§ Article:
-=-=-
Getting back to memory bank conflicts, the Intel Architecture Optimization Manual [3, Sects. 2.2.5.2 and 3.6.1.3] gives a precise description on this event for the Sandy Bridge architecture: “A bank conflict happens when two simultaneous load operations have the same bit 2–5 of their linear address but they are not from the same set in the cache (bits 6–12).” Thus, in contrast to our expectations, it is actually not beneficial for the performance of load bandwidth-bound code to perform a strided access of addresses with a stride that is a multiple of the cache line size. In that case the addresses will have the same bits 5–0, but different bits 12–6, thus a bank conflict will occur.

5.3 Performance Implications on Tuple-Reconstruction

To demonstrate the effects of bank conflicts on the performance of an application, lets consider Q1 and Q2 executed on Sandy Bridge on char fields, compiled with g++ -O2, and the chunk sizes being provided at compile time. Let us take a look at the query times for all chunk sizes [measured in tuples] between 2 and 1024, considering multiples-of-2 chunk sizes as well, in Fig. 8. The black symbols on the left show the query times for row layout, while the ones on the right show the query times for column layout. The red line shows the query times for powers-of-2 chunk sizes, while the blue line shows the runtimes for multiples-of-2 chunk sizes, which is more fine granular. This exemplifies the details that can get overlooked when not performing a fine-granular exploration of the parameter space. Interestingly, there is a periodic spike in the query time, with a period size of 64, which happens to be the cache line size. Recall, that when executing Q1 we have to reconstruct the tuples for computing the aggregate value. As we have two attributes only, the stride of the memory access equals to the chunk size multiplied by the field size. Thus, for char fields the stride equals the chunk size. From the above discussion we know that a strided access of memory addresses with a multiple of 64 stride should result in a bank conflict.

Fig. 8.
figure 8

Query times of Q1 and Q2 executed on Sandy Bridge on char fields, compiled with g++ -O2, and the chunk size being provided at compile time. (Color figure online)
-=-=-
§ Entries supplied:
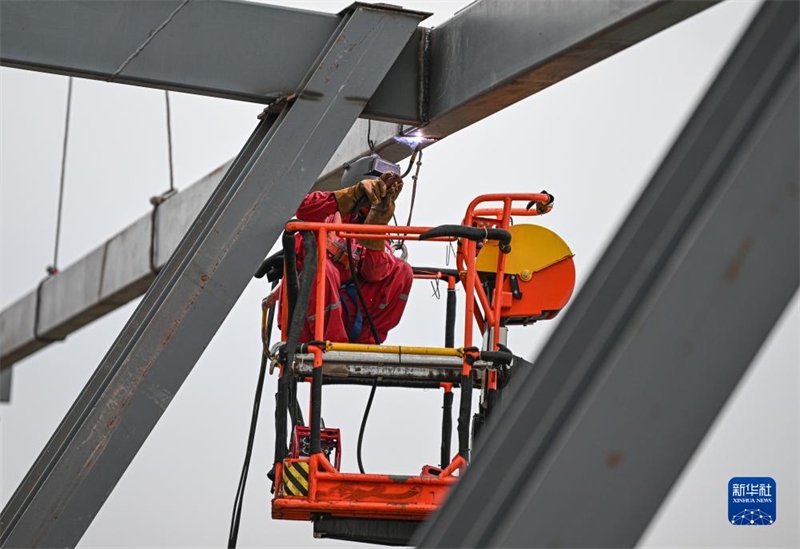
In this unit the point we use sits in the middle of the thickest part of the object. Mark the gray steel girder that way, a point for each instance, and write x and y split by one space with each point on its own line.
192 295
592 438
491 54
-=-=-
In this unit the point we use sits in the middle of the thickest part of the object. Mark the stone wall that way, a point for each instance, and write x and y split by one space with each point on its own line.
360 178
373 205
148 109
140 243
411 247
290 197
-=-=-
§ Given request: Continue the excerpt on memory bank conflicts and tuple reconstruction, starting right after its last sentence.

§ Solved exercise:
Therefore, we have decided to validated this claim by letting VTune find the hardware events responsible for the spikes in the query time. We have taken a sample of the experiments, those with a chunk size between 448 and 512. Both endpoints of this interval are multiples of 64, and where the query time has its spikes. We have measured all existing PMU events and looked for those that have a linear correlation with the query time. We have found out that out of the ca. 200 PMU events available for Sandy Bridge, only three correlate significantly with the query time:

 

DTLB_LOAD_MISSES.STLB_HIT: :

data TLB load misses that hit in the second level TLB

HW_PRE_REQ.DL1_MISS: :

hardware prefetch requests that miss in the L1 data cache

L1D_BLOCKS.BANK_CONFLICT_CYCLES: :

memory bank conflict in the L1 data cache

Fig. 9.
figure 9

PMU events of Q1 and Q2 executed on Sandy Bridge on char fields, compiled with g++ -O2, for chunk sizes in {448, 450, ..., 510, 512}.

We have plotted these three PMU events and the query time in Fig. 9, normalised to the respective values measured for chunk size 512. As we have the same spikes in the query time for the two endpoints of the chunk size interval, the normalised query times equal 1 at these points, and are below 1 for all other points. We can see that the memory bank conflicts in the L1 data cache have a very strong linear correlation to the query time. Basically, both the query time and the latter metric have only 3 different values. The query time is the lowest when there are no L1D bank conflicts at all, and it increases together with the metric just next to the chunk sizes where the spikes are, and reaches its maximum together with the metric. The other two events also show a strong correlation, however, they do not drop to 0 inside the considered chunk size intervals.

As we can see in Fig. 8, for Q2 choosing a memPAX layout which is not a power of 2 improves the query time by approximately 20%. This is definitely a significant improvement in the spectrum of what can be expected from data layouts. Q2 is a typical example of tuple-reconstruction, and thus memPAX layout can also be used for improving the tuple-reconstruction part of more complex queries.

6 TPC-H Experiments

Real world analytical workloads are significantly more complex, than our micro-benchmarks. They have a wider schema with different attribute types, and the queries use more expensive operators as well, including aggregation and joins. In order to investigate the runtime fragility of more complex workloads, let us consider the TPC-H benchmark [10].

6.1 Experimental Setup

We have implemented Q1 and Q6 of the TPC-H benchmark as hand-coded applications written in C++. These two queries are single-table queries touching only the Lineitem table. We have implemented two variants of the Lineitem table: one matching the schema described in the benchmark, which we will refer to as uncompressed. The second version, on the other hand, is a compressed table. We have applied some compression schemes to the Lineitem table, as explained in Table 4, using the information in Sect. 4.2.3 “Test Database Data Generation” of the TPC-H Standard Specification [10].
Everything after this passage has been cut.